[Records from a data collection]
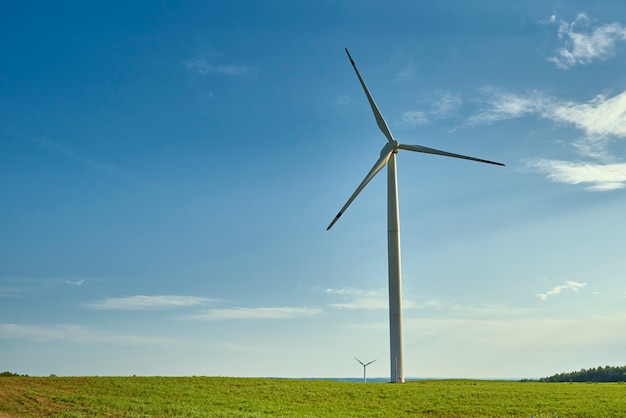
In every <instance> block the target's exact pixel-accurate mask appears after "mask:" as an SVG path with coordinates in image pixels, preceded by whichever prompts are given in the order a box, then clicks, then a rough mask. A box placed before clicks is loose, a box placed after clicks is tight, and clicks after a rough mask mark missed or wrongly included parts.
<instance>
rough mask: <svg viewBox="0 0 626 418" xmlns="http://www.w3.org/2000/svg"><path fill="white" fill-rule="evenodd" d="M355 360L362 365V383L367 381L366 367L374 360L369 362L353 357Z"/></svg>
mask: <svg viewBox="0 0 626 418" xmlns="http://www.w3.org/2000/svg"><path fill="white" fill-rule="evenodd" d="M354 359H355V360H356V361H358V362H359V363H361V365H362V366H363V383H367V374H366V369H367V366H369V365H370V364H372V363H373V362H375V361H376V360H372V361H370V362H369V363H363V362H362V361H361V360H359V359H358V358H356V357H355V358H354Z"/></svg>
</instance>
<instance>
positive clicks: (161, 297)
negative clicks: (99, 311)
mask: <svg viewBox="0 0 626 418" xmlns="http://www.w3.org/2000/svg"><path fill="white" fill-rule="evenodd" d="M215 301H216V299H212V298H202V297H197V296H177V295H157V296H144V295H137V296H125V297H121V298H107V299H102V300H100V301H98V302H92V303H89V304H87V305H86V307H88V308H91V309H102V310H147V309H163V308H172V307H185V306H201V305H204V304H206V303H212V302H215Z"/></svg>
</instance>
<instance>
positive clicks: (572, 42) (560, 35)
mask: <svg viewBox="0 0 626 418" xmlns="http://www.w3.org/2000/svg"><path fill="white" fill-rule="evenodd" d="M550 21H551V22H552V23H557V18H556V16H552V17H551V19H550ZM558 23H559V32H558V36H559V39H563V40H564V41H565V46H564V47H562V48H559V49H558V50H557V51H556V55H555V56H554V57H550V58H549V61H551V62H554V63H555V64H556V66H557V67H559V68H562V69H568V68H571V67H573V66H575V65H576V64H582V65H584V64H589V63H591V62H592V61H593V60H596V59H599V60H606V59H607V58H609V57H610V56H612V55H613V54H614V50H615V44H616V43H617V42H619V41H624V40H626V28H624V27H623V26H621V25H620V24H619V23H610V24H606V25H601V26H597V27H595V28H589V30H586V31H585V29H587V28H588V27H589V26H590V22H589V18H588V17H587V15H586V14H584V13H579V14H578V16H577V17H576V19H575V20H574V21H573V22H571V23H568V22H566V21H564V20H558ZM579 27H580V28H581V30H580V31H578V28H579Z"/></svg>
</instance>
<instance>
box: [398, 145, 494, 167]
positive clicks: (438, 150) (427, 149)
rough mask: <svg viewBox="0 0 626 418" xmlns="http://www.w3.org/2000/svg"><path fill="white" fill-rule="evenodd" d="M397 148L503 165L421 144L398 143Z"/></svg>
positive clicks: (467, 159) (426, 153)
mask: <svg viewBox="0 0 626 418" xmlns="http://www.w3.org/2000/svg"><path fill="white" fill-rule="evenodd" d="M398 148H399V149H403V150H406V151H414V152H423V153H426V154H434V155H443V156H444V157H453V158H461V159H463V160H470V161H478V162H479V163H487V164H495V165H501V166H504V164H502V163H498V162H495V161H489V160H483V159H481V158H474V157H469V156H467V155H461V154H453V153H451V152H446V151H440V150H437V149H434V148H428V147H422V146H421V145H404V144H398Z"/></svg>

...

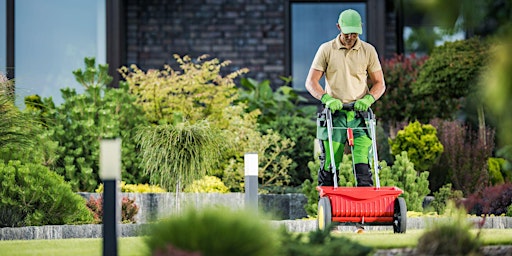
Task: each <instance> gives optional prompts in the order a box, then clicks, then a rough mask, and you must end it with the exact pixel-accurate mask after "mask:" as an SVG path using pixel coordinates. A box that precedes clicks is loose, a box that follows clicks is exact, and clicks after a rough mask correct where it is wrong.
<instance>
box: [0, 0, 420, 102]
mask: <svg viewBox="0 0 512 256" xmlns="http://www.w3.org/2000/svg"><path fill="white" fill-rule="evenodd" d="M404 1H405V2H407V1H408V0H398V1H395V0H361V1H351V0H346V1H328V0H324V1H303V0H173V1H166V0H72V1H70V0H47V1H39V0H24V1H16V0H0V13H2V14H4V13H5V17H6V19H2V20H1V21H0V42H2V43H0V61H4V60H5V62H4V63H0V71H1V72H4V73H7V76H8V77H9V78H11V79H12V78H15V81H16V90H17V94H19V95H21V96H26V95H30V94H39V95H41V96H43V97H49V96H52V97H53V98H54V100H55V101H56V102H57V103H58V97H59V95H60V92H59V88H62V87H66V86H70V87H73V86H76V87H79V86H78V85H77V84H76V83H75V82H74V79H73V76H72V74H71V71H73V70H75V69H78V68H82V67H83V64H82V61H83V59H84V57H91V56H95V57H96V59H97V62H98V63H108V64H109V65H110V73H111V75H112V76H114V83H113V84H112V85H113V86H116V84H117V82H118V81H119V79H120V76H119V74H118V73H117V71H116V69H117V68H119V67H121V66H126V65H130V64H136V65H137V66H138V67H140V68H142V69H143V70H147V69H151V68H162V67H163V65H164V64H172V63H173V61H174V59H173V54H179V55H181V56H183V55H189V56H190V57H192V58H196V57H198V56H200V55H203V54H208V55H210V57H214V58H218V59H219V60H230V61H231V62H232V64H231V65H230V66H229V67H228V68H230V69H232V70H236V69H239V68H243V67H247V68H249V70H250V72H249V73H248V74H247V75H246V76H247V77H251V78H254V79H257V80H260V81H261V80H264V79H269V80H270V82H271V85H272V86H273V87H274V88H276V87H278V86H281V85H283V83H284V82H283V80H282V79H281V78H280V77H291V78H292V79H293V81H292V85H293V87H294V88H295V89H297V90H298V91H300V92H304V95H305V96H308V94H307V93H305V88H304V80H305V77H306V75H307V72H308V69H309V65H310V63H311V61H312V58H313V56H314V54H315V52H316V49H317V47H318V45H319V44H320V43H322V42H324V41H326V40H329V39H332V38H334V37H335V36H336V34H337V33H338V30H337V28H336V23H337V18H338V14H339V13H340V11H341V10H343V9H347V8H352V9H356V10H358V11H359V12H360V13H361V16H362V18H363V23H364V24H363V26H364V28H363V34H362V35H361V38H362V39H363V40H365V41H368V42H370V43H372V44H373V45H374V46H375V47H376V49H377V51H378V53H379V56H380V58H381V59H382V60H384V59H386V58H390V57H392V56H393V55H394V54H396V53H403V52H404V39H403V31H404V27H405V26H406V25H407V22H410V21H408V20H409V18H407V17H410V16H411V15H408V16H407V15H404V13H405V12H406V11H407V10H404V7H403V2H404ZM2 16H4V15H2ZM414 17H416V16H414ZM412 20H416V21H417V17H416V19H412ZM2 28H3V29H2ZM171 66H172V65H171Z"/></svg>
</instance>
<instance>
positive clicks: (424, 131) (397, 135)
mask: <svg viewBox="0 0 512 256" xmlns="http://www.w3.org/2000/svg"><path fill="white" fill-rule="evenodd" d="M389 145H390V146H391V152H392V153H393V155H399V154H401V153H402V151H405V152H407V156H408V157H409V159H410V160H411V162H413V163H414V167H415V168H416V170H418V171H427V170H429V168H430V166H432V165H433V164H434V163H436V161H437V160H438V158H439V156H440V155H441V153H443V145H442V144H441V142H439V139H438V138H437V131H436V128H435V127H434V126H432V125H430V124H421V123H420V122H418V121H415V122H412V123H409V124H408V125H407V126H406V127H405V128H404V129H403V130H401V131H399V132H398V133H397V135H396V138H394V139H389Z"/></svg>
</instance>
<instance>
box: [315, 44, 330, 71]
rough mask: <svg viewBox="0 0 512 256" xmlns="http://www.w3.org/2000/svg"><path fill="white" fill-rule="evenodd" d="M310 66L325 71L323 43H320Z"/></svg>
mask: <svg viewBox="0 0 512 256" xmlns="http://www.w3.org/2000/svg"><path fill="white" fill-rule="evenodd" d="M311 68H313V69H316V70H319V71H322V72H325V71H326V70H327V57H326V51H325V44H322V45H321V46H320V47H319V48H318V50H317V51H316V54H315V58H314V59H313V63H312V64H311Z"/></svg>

Action item ▸ Reproduce exactly the lines above from the line with "positive clicks: (161, 297)" to the line with "148L503 165L421 144L398", including both, and add nothing.

Written reply ▸
positive clicks: (161, 297)
negative clicks: (99, 311)
mask: <svg viewBox="0 0 626 418" xmlns="http://www.w3.org/2000/svg"><path fill="white" fill-rule="evenodd" d="M215 301H216V299H212V298H202V297H197V296H177V295H157V296H144V295H137V296H125V297H121V298H107V299H102V300H100V301H98V302H92V303H89V304H87V305H86V307H88V308H91V309H102V310H147V309H163V308H172V307H185V306H201V305H204V304H206V303H212V302H215Z"/></svg>
</instance>
<instance>
positive clicks: (572, 42) (560, 35)
mask: <svg viewBox="0 0 626 418" xmlns="http://www.w3.org/2000/svg"><path fill="white" fill-rule="evenodd" d="M550 21H551V22H552V23H557V18H556V16H552V17H551V19H550ZM558 23H559V32H558V36H559V39H563V40H564V41H565V46H564V47H562V48H559V49H558V50H557V51H556V55H555V56H554V57H550V58H549V61H551V62H554V63H555V64H556V66H557V67H559V68H562V69H568V68H571V67H573V66H575V65H576V64H582V65H584V64H589V63H591V62H592V61H593V60H596V59H599V60H606V59H607V58H609V57H610V56H612V55H613V54H614V50H615V44H616V43H617V42H619V41H624V40H626V28H624V27H623V26H621V25H620V24H619V23H610V24H606V25H601V26H597V27H595V28H589V30H586V31H585V29H587V28H588V27H589V26H590V22H589V18H588V17H587V15H586V14H584V13H579V14H578V16H577V17H576V19H575V20H574V21H573V22H571V23H568V22H566V21H564V20H558ZM579 27H580V28H581V30H580V31H578V28H579Z"/></svg>
</instance>
<instance>
box: [398, 145, 494, 167]
positive clicks: (438, 150) (427, 149)
rough mask: <svg viewBox="0 0 626 418" xmlns="http://www.w3.org/2000/svg"><path fill="white" fill-rule="evenodd" d="M397 148L503 165L421 144L398 143Z"/></svg>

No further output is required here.